**Texte étudié:**
===

FMJ MtlJeudi, 14e Semaine du Temps ordinaire – C
Frère Antoine-Emmanuel
Os 11, 1-4.8-9 ; Ps 79; Mt 10, 7-15
8 juillet 2010
Montréal, Sanctuaire du Saint-Sacrement

Re-lecture

La fin de l’année est un temps privilégié pour la relecture.

Relire notre route pour discerner l’œuvre de Dieu dans notre vie
est une attitude profondément biblique.
Il suffit de penser à la relecture des 40 années d’exode
préconisée par le Deutéronome :
Souviens-toi de tout le chemin que le Seigneur ton Dieu
t’a fait faire pendant 40 ans dans le désert
afin de t’humilier, de t’éprouver
et de connaître le fond de ton cœur (Dt 8,2).

Ou encore des disciples d’Emmaüs qui se disent l’un à l’autre :
« notre cœur n’était-il pas tout brûlant ? » (Lc 24,32)
Ils ont pris conscience a posteriori
qu’ils avaient marché avec le Seigneur.

*

Nous avons besoin de nous arrêter et de relire notre histoire
pour nous émerveiller de la présence et de la fidélité de Dieu.
Nous prendrons conscience de ce qu’en Dieu,
seigneurie et discrétion,
toute-puissance et chasteté vont de pair.

Pour nous repentir de tous les rendez-vous ratés,
des grâces dont nous avons eu peur,
des appels que nous n’avons pas voulu entendre,
et de notre manque de crainte de Dieu.

Pour rendre grâce pour tout le travail de Dieu,
merveilleux Potier qui pétrit chaque vie,
pétrit l’humanité.

*

Mais comment relire notre vie ?
Notre intel-ligence (intus leggere) nous aide
mais elle ne peut pas elle seule lire l’œuvre de Dieu.
Nos sens, nos sentiments, nos émotions
nous révèlent quelque chose de notre histoire
mais ne nous conduisent pas jusqu’à Dieu.

===

**Extraits de données:**
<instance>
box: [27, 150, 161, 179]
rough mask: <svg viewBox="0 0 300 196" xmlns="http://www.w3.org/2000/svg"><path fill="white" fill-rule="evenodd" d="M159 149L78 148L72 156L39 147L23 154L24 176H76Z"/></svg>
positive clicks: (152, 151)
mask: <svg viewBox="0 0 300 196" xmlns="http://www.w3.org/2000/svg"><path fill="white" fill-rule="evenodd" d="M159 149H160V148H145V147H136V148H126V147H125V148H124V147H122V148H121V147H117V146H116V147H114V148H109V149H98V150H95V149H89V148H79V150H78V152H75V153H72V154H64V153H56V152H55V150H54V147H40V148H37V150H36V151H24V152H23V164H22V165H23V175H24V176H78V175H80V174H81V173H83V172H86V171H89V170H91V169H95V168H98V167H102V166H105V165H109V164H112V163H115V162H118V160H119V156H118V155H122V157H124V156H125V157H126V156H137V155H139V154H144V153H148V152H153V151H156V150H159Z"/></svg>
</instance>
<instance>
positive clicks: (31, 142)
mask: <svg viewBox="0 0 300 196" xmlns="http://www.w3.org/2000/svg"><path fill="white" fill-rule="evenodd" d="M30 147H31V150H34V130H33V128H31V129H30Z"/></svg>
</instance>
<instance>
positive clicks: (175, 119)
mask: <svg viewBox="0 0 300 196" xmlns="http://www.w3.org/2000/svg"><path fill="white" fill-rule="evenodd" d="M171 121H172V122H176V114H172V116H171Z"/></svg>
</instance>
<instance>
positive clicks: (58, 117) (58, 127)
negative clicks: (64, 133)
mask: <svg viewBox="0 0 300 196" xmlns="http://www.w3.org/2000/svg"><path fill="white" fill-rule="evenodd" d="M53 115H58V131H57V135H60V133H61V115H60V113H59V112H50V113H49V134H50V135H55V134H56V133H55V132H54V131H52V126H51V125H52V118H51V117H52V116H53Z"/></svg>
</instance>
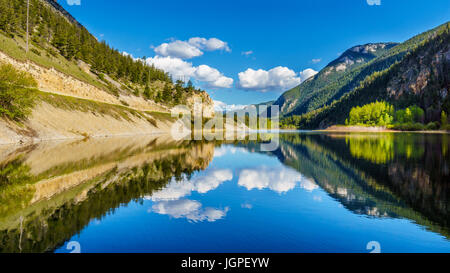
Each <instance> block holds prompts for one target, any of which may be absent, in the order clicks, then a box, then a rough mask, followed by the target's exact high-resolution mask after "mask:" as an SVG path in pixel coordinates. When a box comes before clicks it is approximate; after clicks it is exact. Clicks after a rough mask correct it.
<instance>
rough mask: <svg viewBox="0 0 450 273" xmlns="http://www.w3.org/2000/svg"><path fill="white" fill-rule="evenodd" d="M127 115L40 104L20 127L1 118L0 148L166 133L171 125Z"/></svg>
mask: <svg viewBox="0 0 450 273" xmlns="http://www.w3.org/2000/svg"><path fill="white" fill-rule="evenodd" d="M140 114H141V115H133V114H131V113H128V114H127V115H126V116H119V115H116V116H114V115H109V114H104V113H101V112H95V111H81V110H68V109H62V108H58V107H55V106H53V105H51V104H49V103H46V102H43V101H41V102H39V103H38V104H37V105H36V107H35V108H34V109H33V112H32V114H31V116H30V117H29V119H28V120H27V121H25V122H23V123H22V124H20V123H17V122H12V121H8V120H5V119H0V145H1V144H13V143H21V144H26V143H36V142H41V141H49V140H60V139H84V138H90V137H111V136H126V135H143V134H159V133H165V132H169V130H170V126H171V123H170V122H169V121H167V120H166V121H164V120H159V119H157V118H154V117H152V116H151V115H147V114H144V113H140Z"/></svg>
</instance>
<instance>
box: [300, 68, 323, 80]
mask: <svg viewBox="0 0 450 273" xmlns="http://www.w3.org/2000/svg"><path fill="white" fill-rule="evenodd" d="M317 73H319V72H317V71H315V70H314V69H311V68H308V69H305V70H303V71H302V72H300V73H299V75H300V79H301V80H302V82H304V81H306V80H307V79H309V78H311V77H312V76H314V75H316V74H317Z"/></svg>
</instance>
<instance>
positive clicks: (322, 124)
mask: <svg viewBox="0 0 450 273" xmlns="http://www.w3.org/2000/svg"><path fill="white" fill-rule="evenodd" d="M449 30H450V23H449V22H447V23H446V24H444V25H441V26H439V27H438V28H436V29H433V30H432V31H429V32H427V33H425V34H422V35H419V36H416V37H415V38H413V39H411V40H410V41H408V42H406V43H405V44H402V45H399V46H397V47H394V48H393V49H392V50H396V51H397V52H407V53H406V54H403V55H404V56H403V57H402V58H401V60H399V61H397V62H395V64H393V65H391V66H390V67H389V68H387V69H385V70H383V71H381V72H375V73H373V74H372V75H370V76H368V77H367V78H366V79H365V80H364V81H363V82H361V83H360V84H359V86H358V87H357V88H356V89H354V90H353V91H351V92H349V93H347V94H346V95H344V96H343V97H342V98H341V99H339V100H338V101H335V102H333V103H331V104H330V105H328V106H325V107H323V108H320V109H318V110H315V111H312V112H310V113H307V114H304V115H301V116H292V117H289V118H287V119H285V121H284V123H285V124H291V125H294V126H295V127H297V128H324V127H327V126H329V125H332V124H337V123H340V124H343V123H344V121H345V119H346V118H347V117H348V115H349V112H350V110H351V108H352V107H355V106H362V105H364V104H367V103H370V102H374V101H376V100H386V101H388V102H391V103H392V104H393V105H394V106H396V107H405V106H410V105H413V104H416V105H418V106H419V107H421V108H422V109H424V110H425V121H426V122H429V121H437V120H439V116H440V113H441V111H445V112H447V113H448V112H449V110H450V96H449V95H448V91H449V90H450V49H449V46H450V35H449ZM398 54H399V53H397V54H396V52H395V51H394V52H389V55H390V56H398Z"/></svg>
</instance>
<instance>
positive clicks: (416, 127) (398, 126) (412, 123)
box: [393, 122, 425, 131]
mask: <svg viewBox="0 0 450 273" xmlns="http://www.w3.org/2000/svg"><path fill="white" fill-rule="evenodd" d="M393 129H395V130H401V131H423V130H424V129H425V126H424V125H423V124H422V123H412V122H407V123H401V124H396V125H394V127H393Z"/></svg>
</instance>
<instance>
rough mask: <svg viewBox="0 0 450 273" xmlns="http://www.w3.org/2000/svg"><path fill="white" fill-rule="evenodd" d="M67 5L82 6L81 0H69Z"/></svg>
mask: <svg viewBox="0 0 450 273" xmlns="http://www.w3.org/2000/svg"><path fill="white" fill-rule="evenodd" d="M67 5H69V6H80V5H81V0H67Z"/></svg>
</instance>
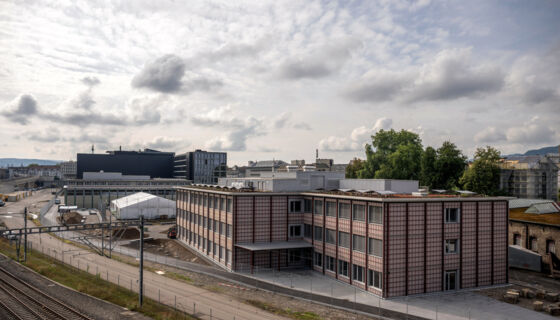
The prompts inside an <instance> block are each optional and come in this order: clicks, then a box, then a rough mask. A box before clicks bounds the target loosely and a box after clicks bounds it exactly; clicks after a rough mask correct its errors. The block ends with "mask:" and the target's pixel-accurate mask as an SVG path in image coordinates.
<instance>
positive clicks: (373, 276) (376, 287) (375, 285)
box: [368, 270, 383, 289]
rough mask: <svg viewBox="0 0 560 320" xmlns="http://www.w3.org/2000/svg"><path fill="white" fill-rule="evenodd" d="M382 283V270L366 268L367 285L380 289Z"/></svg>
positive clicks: (382, 279) (382, 281)
mask: <svg viewBox="0 0 560 320" xmlns="http://www.w3.org/2000/svg"><path fill="white" fill-rule="evenodd" d="M382 283H383V272H379V271H375V270H368V286H370V287H374V288H377V289H381V284H382Z"/></svg>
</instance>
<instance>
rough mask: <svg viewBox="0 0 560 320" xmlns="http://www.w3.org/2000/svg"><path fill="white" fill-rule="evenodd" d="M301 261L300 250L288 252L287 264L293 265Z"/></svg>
mask: <svg viewBox="0 0 560 320" xmlns="http://www.w3.org/2000/svg"><path fill="white" fill-rule="evenodd" d="M300 261H301V250H299V249H296V250H290V251H288V262H289V263H295V262H300Z"/></svg>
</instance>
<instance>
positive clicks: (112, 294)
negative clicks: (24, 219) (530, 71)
mask: <svg viewBox="0 0 560 320" xmlns="http://www.w3.org/2000/svg"><path fill="white" fill-rule="evenodd" d="M0 252H2V253H4V254H5V255H7V256H9V257H10V258H12V259H16V250H15V248H14V247H12V246H11V245H10V244H9V242H8V241H7V240H5V239H0ZM23 264H24V265H25V266H27V267H29V268H31V269H33V270H35V271H36V272H37V273H39V274H41V275H43V276H45V277H47V278H49V279H51V280H53V281H56V282H58V283H61V284H63V285H65V286H67V287H70V288H72V289H74V290H76V291H79V292H83V293H85V294H88V295H91V296H94V297H97V298H99V299H102V300H106V301H109V302H112V303H114V304H116V305H119V306H122V307H125V308H127V309H129V310H133V311H137V312H140V313H142V314H144V315H146V316H148V317H151V318H154V319H185V317H187V319H196V318H193V317H191V316H188V315H185V314H184V313H181V312H176V311H175V310H174V309H173V308H171V307H168V306H166V305H163V304H159V303H157V302H156V301H154V300H152V299H148V298H144V305H143V306H142V308H139V306H138V294H136V293H134V292H132V291H130V290H128V289H125V288H122V287H119V286H117V285H116V284H113V283H110V282H108V281H105V280H101V278H100V277H97V276H95V275H91V274H89V273H87V272H85V271H81V270H78V269H77V268H74V267H71V266H68V265H66V264H63V263H61V262H58V261H57V260H54V259H52V258H50V257H48V256H46V255H44V254H42V253H40V252H38V251H35V250H33V251H32V254H30V255H28V257H27V262H25V263H23Z"/></svg>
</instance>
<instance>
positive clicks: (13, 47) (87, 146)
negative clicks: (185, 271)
mask: <svg viewBox="0 0 560 320" xmlns="http://www.w3.org/2000/svg"><path fill="white" fill-rule="evenodd" d="M559 16H560V2H559V1H554V0H550V1H547V0H542V1H513V0H512V1H490V0H483V1H478V0H469V1H430V0H419V1H412V0H381V1H372V0H371V1H370V0H367V1H366V0H364V1H281V0H277V1H198V0H197V1H165V0H160V1H142V0H135V1H96V0H88V1H5V0H4V1H0V56H1V57H2V58H1V59H0V124H1V125H0V137H2V139H0V157H27V158H42V159H57V160H71V159H75V157H76V153H78V152H91V147H92V145H94V146H95V152H105V151H106V150H116V149H118V148H119V147H122V149H126V150H138V149H144V148H152V149H157V150H162V151H174V152H177V153H183V152H186V151H191V150H194V149H205V150H209V151H226V152H228V164H229V165H233V164H239V165H243V164H246V163H247V161H249V160H253V161H254V160H268V159H282V160H285V161H290V160H293V159H305V160H306V161H309V162H312V161H313V160H314V159H315V150H316V149H318V150H319V157H320V158H333V159H334V160H335V162H336V163H347V162H348V161H349V160H351V159H353V158H354V157H359V158H364V157H365V153H364V145H365V143H367V142H368V141H369V142H371V135H373V134H375V133H376V132H377V131H379V130H381V129H384V130H388V129H395V130H401V129H405V130H411V131H414V132H416V133H418V134H419V135H420V137H421V139H422V142H423V144H424V146H433V147H436V148H437V147H438V146H440V145H441V144H442V143H443V142H444V141H446V140H449V141H452V142H454V143H455V144H456V145H457V146H458V147H459V148H460V149H461V150H463V152H464V153H465V154H466V155H467V156H469V157H472V155H473V153H474V151H475V150H476V148H477V147H484V146H486V145H491V146H494V147H496V148H498V149H499V150H500V151H501V152H502V153H503V154H510V153H516V152H524V151H526V150H528V149H532V148H538V147H542V146H550V145H557V144H559V143H560V126H559V125H558V123H559V122H560V32H559V31H560V19H558V17H559Z"/></svg>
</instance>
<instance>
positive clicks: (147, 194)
mask: <svg viewBox="0 0 560 320" xmlns="http://www.w3.org/2000/svg"><path fill="white" fill-rule="evenodd" d="M111 212H112V213H113V214H114V215H115V216H116V217H117V219H139V218H140V215H144V218H146V219H160V218H175V201H173V200H168V199H165V198H162V197H158V196H154V195H152V194H149V193H145V192H138V193H135V194H131V195H129V196H126V197H123V198H119V199H115V200H113V201H111Z"/></svg>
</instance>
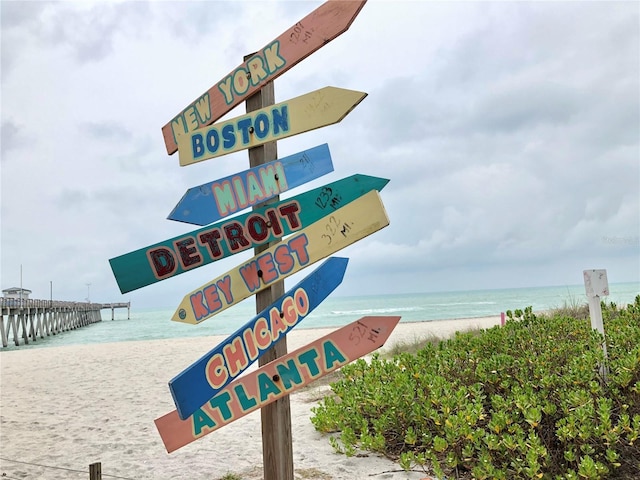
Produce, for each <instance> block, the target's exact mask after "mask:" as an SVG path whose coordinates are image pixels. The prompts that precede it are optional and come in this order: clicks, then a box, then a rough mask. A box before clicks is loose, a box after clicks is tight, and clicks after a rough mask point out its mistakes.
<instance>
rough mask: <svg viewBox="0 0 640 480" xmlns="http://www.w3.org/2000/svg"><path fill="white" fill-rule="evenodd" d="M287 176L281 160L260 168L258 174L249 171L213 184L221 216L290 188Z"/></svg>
mask: <svg viewBox="0 0 640 480" xmlns="http://www.w3.org/2000/svg"><path fill="white" fill-rule="evenodd" d="M288 188H289V187H288V184H287V177H286V175H285V173H284V168H283V166H282V164H281V163H280V162H277V163H276V164H275V165H269V166H267V167H263V168H260V169H259V170H258V174H257V175H256V174H255V173H252V172H249V173H247V175H246V176H245V177H244V178H243V177H242V176H236V177H234V178H233V182H231V181H229V180H228V179H225V180H223V181H222V182H219V183H218V182H214V183H212V184H211V193H212V194H213V198H214V200H215V202H216V208H217V209H218V213H219V214H220V215H221V216H226V215H229V214H231V213H234V212H236V211H238V210H240V209H243V208H247V207H249V206H253V205H256V204H258V203H260V202H262V201H263V200H265V199H267V198H271V197H273V196H275V195H279V194H280V193H282V192H284V191H286V190H287V189H288Z"/></svg>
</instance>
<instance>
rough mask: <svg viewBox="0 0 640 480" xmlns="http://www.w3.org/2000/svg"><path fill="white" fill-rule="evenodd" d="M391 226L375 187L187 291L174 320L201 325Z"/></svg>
mask: <svg viewBox="0 0 640 480" xmlns="http://www.w3.org/2000/svg"><path fill="white" fill-rule="evenodd" d="M387 225H389V218H388V217H387V213H386V211H385V209H384V205H383V204H382V200H381V199H380V194H379V193H378V191H377V190H372V191H370V192H369V193H367V194H365V195H363V196H362V197H360V198H359V199H357V200H354V201H353V202H351V203H348V204H347V205H345V206H344V207H341V208H339V209H338V210H336V211H335V212H334V213H332V214H330V215H328V216H327V217H324V218H322V219H320V220H318V221H317V222H315V223H313V224H312V225H310V226H309V227H306V228H304V229H302V230H300V231H298V232H296V233H295V234H293V235H291V236H289V237H287V239H286V241H284V242H281V243H279V244H276V245H273V246H271V247H269V248H268V249H267V250H264V251H263V252H261V253H259V254H258V255H256V256H254V257H253V258H252V259H250V260H249V261H247V262H246V263H243V264H241V265H239V266H238V267H236V268H234V269H233V270H230V271H229V272H227V273H225V274H223V275H221V276H219V277H217V278H215V279H214V280H212V281H210V282H208V283H206V284H204V285H202V286H201V287H199V288H197V289H196V290H193V291H192V292H190V293H188V294H187V295H185V296H184V298H183V299H182V302H180V305H179V306H178V308H177V309H176V312H175V314H174V315H173V317H172V318H171V319H172V320H174V321H176V322H183V323H191V324H197V323H201V322H203V321H204V320H206V319H208V318H211V317H212V316H214V315H216V314H218V313H220V312H222V311H223V310H225V309H227V308H228V307H230V306H232V305H235V304H236V303H238V302H240V301H242V300H244V299H245V298H248V297H250V296H251V295H253V294H255V293H257V292H259V291H261V290H264V289H266V288H267V287H269V286H271V285H272V284H274V283H276V282H278V281H281V280H283V279H284V278H286V277H288V276H290V275H292V274H294V273H296V272H298V271H299V270H301V269H302V268H304V267H307V266H309V265H312V264H313V263H315V262H317V261H318V260H321V259H323V258H325V257H328V256H329V255H333V254H334V253H336V252H337V251H338V250H341V249H342V248H344V247H346V246H348V245H351V244H353V243H355V242H357V241H358V240H361V239H363V238H364V237H366V236H368V235H370V234H372V233H374V232H376V231H378V230H380V229H382V228H384V227H386V226H387ZM276 298H277V297H276ZM272 301H273V299H272V300H271V301H270V302H269V303H271V302H272ZM269 303H267V305H268V304H269ZM260 310H262V309H260ZM260 310H258V311H260Z"/></svg>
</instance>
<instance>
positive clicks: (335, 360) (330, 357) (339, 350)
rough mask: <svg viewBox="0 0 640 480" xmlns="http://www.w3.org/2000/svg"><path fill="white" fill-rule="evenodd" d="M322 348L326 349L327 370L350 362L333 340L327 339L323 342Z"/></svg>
mask: <svg viewBox="0 0 640 480" xmlns="http://www.w3.org/2000/svg"><path fill="white" fill-rule="evenodd" d="M322 348H323V350H324V361H325V364H324V369H325V370H333V369H335V368H338V367H341V366H342V365H346V364H347V363H349V361H348V360H347V357H346V355H345V354H344V353H342V352H341V351H340V349H339V348H338V346H337V345H336V344H335V343H333V342H332V341H331V340H327V341H325V342H324V343H323V344H322Z"/></svg>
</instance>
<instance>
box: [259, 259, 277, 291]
mask: <svg viewBox="0 0 640 480" xmlns="http://www.w3.org/2000/svg"><path fill="white" fill-rule="evenodd" d="M257 263H258V268H259V269H260V270H259V271H258V276H259V277H261V278H262V281H263V282H264V283H267V284H269V283H272V282H275V281H276V280H277V279H278V277H279V275H278V271H277V270H276V269H275V265H274V264H273V255H272V254H271V253H268V254H265V255H261V256H259V257H258V262H257Z"/></svg>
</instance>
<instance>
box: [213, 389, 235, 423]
mask: <svg viewBox="0 0 640 480" xmlns="http://www.w3.org/2000/svg"><path fill="white" fill-rule="evenodd" d="M230 401H231V395H230V394H229V392H228V391H226V390H223V391H222V392H220V394H218V395H216V396H215V397H213V398H212V399H211V400H209V405H210V406H211V408H217V409H218V411H219V412H220V416H221V417H222V419H223V420H224V421H225V422H227V421H229V420H231V419H232V418H233V412H232V411H231V409H230V408H229V402H230Z"/></svg>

===

**Travail attendu:** Reproduisez en entier et sans la moindre modification le texte sur la relecture donné plus haut.

**Résultat produit:**
FMJ MtlJeudi, 14e Semaine du Temps ordinaire – C
Frère Antoine-Emmanuel
Os 11, 1-4.8-9 ; Ps 79; Mt 10, 7-15
8 juillet 2010
Montréal, Sanctuaire du Saint-Sacrement

Re-lecture

La fin de l’année est un temps privilégié pour la relecture.

Relire notre route pour discerner l’œuvre de Dieu dans notre vie
est une attitude profondément biblique.
Il suffit de penser à la relecture des 40 années d’exode
préconisée par le Deutéronome :
Souviens-toi de tout le chemin que le Seigneur ton Dieu
t’a fait faire pendant 40 ans dans le désert
afin de t’humilier, de t’éprouver
et de connaître le fond de ton cœur (Dt 8,2).

Ou encore des disciples d’Emmaüs qui se disent l’un à l’autre :
« notre cœur n’était-il pas tout brûlant ? » (Lc 24,32)
Ils ont pris conscience a posteriori
qu’ils avaient marché avec le Seigneur.

*

Nous avons besoin de nous arrêter et de relire notre histoire
pour nous émerveiller de la présence et de la fidélité de Dieu.
Nous prendrons conscience de ce qu’en Dieu,
seigneurie et discrétion,
toute-puissance et chasteté vont de pair.

Pour nous repentir de tous les rendez-vous ratés,
des grâces dont nous avons eu peur,
des appels que nous n’avons pas voulu entendre,
et de notre manque de crainte de Dieu.

Pour rendre grâce pour tout le travail de Dieu,
merveilleux Potier qui pétrit chaque vie,
pétrit l’humanité.

*

Mais comment relire notre vie ?
Notre intel-ligence (intus leggere) nous aide
mais elle ne peut pas elle seule lire l’œuvre de Dieu.
Nos sens, nos sentiments, nos émotions
nous révèlent quelque chose de notre histoire
mais ne nous conduisent pas jusqu’à Dieu.